Start of GIVEN RECORDS

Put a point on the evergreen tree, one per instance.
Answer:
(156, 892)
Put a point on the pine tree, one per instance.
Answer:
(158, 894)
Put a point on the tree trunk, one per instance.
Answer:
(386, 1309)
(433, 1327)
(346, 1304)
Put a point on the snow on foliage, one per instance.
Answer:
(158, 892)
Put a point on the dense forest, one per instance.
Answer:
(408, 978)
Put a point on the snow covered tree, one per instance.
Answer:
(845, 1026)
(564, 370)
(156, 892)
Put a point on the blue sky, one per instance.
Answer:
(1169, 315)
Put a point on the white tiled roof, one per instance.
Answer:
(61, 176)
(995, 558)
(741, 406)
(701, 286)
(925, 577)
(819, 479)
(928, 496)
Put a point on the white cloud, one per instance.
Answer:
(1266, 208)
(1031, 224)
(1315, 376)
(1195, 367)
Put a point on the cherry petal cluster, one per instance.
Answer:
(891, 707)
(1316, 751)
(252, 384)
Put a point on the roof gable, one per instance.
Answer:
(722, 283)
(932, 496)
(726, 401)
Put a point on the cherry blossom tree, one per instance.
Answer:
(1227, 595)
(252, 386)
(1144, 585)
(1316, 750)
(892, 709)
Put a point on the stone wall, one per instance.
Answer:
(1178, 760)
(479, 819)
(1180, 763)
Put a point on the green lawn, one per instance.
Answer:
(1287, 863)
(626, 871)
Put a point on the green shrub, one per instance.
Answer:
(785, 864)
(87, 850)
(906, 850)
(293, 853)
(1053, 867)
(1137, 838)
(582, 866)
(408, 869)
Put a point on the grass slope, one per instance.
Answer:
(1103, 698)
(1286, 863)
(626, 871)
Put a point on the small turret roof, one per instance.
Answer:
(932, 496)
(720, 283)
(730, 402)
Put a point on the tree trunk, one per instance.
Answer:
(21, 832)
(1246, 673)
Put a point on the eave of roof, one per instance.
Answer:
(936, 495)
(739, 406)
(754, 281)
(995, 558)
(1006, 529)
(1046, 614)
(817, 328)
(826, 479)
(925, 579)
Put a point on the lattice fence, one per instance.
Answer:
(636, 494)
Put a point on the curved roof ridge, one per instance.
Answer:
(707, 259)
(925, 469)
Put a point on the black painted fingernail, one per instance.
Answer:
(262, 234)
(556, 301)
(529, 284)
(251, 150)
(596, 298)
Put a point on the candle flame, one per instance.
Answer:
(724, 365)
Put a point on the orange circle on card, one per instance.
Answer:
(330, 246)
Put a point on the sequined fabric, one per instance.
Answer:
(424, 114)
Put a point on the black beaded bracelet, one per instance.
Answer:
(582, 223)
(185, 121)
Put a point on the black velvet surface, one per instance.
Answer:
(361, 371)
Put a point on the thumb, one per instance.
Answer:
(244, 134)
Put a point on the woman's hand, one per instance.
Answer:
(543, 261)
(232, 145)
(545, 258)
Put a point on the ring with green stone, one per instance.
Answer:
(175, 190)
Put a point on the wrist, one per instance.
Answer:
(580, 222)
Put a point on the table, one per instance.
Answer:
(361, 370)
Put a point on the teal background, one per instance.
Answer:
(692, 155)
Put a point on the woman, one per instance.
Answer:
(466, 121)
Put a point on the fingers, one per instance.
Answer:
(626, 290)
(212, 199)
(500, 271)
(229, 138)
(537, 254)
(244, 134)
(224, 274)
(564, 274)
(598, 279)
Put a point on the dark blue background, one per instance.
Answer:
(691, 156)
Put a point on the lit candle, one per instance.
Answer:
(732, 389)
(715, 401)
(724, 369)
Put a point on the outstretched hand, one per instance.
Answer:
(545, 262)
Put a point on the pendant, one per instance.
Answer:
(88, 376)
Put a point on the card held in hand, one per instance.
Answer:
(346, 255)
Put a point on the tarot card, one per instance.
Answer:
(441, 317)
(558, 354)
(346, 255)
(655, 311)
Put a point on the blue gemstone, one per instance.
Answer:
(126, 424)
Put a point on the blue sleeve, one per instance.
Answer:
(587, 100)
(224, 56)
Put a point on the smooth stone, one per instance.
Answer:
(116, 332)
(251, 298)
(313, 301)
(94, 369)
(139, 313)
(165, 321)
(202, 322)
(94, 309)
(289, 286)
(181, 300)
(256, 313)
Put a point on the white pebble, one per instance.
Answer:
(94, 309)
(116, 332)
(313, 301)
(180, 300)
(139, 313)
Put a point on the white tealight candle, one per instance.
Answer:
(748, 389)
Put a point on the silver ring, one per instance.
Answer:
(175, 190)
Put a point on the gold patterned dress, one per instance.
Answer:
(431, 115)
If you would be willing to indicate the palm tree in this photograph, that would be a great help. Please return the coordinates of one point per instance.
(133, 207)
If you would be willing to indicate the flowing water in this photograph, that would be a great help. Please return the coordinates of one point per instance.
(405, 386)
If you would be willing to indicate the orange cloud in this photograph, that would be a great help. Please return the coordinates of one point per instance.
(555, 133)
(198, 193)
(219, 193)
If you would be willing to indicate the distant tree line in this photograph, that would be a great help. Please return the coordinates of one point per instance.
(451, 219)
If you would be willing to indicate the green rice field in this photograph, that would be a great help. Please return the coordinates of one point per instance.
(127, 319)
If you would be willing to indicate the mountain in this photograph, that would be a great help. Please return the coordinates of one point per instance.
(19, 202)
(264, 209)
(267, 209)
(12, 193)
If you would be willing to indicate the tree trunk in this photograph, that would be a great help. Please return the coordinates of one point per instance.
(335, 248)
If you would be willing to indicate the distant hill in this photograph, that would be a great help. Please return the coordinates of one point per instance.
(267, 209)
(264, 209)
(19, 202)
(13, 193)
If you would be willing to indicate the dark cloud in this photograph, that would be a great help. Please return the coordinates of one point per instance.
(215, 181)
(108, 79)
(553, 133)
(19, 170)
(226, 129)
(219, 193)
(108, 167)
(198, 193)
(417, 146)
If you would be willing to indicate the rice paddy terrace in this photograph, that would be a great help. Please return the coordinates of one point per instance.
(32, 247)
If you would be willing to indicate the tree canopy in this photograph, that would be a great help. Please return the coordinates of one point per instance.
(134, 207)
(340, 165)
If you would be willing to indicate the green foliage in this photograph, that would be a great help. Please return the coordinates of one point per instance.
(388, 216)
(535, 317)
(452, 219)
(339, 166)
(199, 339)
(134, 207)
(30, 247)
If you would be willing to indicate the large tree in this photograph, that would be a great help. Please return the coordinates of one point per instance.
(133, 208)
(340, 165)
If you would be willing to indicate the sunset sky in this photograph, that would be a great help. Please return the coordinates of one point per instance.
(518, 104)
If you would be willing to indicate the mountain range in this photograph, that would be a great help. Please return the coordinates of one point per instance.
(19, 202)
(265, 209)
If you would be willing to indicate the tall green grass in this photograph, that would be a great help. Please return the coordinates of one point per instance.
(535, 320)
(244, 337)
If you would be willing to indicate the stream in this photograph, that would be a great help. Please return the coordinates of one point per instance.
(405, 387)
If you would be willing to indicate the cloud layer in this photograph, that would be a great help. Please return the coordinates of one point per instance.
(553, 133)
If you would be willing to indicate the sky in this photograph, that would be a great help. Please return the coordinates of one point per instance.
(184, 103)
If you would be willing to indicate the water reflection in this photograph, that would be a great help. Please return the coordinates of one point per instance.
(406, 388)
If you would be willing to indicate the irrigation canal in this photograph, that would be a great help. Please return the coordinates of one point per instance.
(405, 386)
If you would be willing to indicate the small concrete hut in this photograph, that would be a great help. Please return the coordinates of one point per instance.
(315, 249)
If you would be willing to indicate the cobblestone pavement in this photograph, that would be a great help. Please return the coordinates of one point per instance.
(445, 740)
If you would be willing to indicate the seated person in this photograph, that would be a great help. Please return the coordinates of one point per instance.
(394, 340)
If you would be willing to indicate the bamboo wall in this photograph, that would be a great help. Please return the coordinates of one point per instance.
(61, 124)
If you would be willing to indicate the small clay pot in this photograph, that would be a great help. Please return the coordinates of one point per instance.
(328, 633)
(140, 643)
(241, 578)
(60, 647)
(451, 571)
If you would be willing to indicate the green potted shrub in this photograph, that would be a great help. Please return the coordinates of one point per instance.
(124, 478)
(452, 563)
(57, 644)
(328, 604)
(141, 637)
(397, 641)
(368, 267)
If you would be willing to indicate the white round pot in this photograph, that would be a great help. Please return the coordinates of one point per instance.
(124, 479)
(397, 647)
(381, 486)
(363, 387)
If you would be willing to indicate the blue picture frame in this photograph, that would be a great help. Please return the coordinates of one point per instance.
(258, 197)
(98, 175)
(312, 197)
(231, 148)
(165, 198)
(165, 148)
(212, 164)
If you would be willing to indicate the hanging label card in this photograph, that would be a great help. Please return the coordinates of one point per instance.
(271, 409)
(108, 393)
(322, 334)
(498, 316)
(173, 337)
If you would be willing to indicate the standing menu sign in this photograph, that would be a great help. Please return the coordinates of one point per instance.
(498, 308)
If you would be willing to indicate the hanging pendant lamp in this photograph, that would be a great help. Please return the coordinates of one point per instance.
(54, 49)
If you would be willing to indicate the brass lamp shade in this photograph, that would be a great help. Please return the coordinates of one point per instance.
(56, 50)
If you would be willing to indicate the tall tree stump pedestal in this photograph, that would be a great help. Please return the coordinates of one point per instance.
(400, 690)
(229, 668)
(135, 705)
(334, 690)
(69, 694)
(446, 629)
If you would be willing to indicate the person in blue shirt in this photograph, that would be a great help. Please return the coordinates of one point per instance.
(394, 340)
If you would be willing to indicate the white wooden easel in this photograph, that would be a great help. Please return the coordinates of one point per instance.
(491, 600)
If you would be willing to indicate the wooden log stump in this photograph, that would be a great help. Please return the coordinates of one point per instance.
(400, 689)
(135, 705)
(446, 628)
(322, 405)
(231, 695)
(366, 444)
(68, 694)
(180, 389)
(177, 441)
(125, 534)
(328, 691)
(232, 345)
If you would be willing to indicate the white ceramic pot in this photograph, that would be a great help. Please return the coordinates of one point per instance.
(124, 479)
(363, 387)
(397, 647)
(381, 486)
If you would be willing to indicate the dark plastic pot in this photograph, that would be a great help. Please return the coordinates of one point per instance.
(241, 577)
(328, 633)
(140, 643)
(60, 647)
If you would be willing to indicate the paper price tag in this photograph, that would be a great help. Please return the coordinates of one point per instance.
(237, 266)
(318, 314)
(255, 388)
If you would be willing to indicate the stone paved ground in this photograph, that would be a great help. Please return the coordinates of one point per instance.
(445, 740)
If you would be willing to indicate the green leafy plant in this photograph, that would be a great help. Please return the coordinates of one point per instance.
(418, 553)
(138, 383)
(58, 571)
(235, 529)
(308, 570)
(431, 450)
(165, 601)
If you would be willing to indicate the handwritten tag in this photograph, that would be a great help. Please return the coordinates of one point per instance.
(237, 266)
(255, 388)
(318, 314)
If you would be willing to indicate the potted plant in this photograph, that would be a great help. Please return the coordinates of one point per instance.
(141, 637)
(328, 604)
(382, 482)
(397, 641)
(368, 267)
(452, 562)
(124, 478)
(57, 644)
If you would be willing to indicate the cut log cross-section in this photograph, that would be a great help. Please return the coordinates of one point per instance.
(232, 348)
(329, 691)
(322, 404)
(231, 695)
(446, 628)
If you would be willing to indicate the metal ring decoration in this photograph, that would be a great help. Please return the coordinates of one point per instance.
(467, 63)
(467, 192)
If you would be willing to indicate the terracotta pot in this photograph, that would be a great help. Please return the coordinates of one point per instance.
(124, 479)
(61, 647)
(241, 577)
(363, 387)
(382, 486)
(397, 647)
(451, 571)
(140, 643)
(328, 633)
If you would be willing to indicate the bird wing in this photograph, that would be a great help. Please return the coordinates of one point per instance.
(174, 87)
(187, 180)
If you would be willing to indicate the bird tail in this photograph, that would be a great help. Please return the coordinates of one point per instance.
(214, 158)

End of GIVEN RECORDS

Write out, word for word, the line containing "If you would be willing to indicate the metal" and every line after it to the end of the data above.

If you would be willing to indicate the metal ring decoration in this photograph, that would be a great help. Please return the coordinates of one point per instance.
(467, 63)
(467, 192)
If you would be willing to indicate the terracotta pot in this photograph, that would be a great help. Please return the coordinates of one point per instance.
(124, 479)
(61, 647)
(241, 577)
(363, 387)
(382, 486)
(397, 647)
(451, 571)
(140, 643)
(328, 633)
If you would be willing to indicate the bird wing in this photograph, that would be a great help. Please return the coordinates of one point per instance.
(174, 87)
(187, 180)
If you would be willing to indicate the bird tail in this photograph, that would be a great help. Please return the coordinates of one point per instance.
(214, 158)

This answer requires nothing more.